Going down the listing below, print exactly each line from the one with "Query: dry grass" up to and including the one with "Where can you spot the picnic", and skip the rest.

========

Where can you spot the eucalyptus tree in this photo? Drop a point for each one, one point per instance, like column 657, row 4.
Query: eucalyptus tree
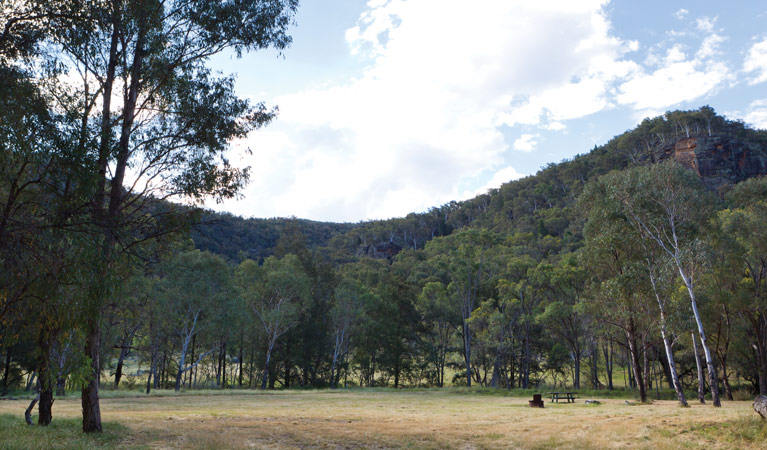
column 617, row 243
column 667, row 206
column 466, row 259
column 277, row 294
column 563, row 285
column 441, row 319
column 153, row 120
column 521, row 300
column 195, row 289
column 744, row 229
column 350, row 299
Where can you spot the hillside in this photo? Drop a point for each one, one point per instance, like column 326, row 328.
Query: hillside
column 722, row 152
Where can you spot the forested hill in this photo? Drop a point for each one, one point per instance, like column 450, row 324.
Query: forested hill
column 237, row 238
column 722, row 152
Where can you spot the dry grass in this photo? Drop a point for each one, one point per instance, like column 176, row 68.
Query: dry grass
column 384, row 419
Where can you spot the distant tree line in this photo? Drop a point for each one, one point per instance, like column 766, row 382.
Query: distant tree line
column 617, row 268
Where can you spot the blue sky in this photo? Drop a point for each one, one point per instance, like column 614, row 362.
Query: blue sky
column 394, row 106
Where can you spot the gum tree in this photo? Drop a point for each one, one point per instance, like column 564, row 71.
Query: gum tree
column 150, row 120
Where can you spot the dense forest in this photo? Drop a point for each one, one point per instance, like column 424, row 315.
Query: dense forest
column 639, row 264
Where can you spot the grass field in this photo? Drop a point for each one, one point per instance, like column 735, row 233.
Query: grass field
column 383, row 419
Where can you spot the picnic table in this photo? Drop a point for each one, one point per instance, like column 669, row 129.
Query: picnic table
column 556, row 396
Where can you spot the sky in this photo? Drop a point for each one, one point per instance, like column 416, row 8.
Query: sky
column 388, row 107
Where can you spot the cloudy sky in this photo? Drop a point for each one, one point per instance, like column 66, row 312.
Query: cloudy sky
column 394, row 106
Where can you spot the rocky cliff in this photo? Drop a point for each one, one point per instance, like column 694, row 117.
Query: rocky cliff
column 719, row 160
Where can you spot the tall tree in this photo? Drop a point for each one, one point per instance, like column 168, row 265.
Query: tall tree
column 464, row 257
column 667, row 204
column 154, row 121
column 277, row 294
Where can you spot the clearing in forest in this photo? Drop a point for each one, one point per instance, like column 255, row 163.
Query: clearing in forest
column 383, row 419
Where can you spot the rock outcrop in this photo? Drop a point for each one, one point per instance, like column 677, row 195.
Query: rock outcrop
column 720, row 160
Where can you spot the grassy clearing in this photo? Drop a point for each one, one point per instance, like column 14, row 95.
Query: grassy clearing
column 384, row 419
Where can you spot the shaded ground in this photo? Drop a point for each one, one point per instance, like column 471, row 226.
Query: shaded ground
column 385, row 419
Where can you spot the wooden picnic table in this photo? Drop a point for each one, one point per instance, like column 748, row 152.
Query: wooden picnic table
column 556, row 396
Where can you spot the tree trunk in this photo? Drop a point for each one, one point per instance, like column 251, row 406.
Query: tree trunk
column 667, row 344
column 636, row 366
column 119, row 369
column 223, row 366
column 577, row 374
column 265, row 378
column 90, row 392
column 239, row 361
column 672, row 365
column 467, row 351
column 712, row 380
column 701, row 382
column 45, row 408
column 607, row 350
column 6, row 372
column 30, row 408
column 191, row 357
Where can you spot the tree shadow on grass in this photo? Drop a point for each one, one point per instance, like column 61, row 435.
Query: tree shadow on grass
column 62, row 433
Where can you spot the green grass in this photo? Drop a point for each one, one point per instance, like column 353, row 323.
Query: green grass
column 63, row 433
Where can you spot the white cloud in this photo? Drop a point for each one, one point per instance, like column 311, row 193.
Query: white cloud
column 525, row 143
column 757, row 114
column 705, row 24
column 676, row 77
column 425, row 116
column 756, row 62
column 422, row 125
column 500, row 177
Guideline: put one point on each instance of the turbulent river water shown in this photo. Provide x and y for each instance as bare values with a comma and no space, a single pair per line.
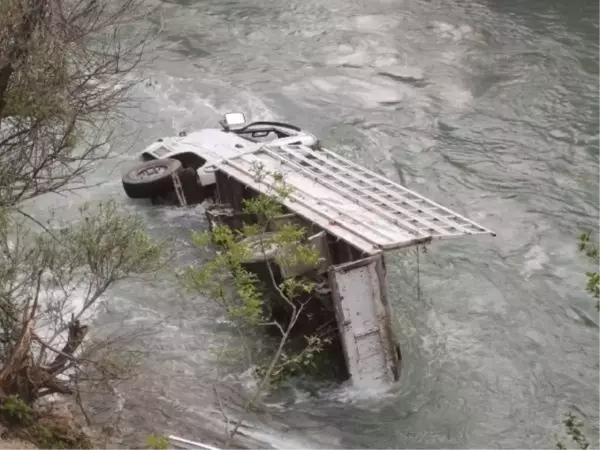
490,107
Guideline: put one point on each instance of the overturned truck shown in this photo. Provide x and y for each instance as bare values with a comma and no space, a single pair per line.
355,217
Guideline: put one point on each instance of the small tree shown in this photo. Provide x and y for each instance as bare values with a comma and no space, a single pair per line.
248,291
574,427
591,250
65,72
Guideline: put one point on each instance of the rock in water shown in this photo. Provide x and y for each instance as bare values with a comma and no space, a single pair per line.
405,74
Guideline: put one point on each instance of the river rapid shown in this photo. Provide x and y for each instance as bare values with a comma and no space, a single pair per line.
490,107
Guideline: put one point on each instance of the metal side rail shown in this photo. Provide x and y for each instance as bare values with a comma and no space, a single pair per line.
403,207
185,444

========

> The answer:
Query: dry grass
column 384, row 419
Where can you spot the distant tree line in this photo? Drop a point for each one, one point per instance, like column 766, row 382.
Query: distant tree line
column 617, row 268
Where can you spot the blue sky in this photo? Drop a point for each one, one point per instance, like column 614, row 362.
Query: blue sky
column 394, row 106
Where can you spot the gum tree in this photo? Drop a point for each one, one point per instance, like column 564, row 71.
Query: gum tree
column 150, row 120
Where can you spot the dense forest in this photo? Drop a point for each one, one point per instance, like column 424, row 315.
Query: dense forest
column 639, row 264
Where can you spot the grass field in this photo? Drop a point for each one, one point per instance, like column 735, row 233.
Query: grass field
column 383, row 419
Where can you spot the picnic table in this photo? Drop a point for each one, one point per instance, like column 669, row 129.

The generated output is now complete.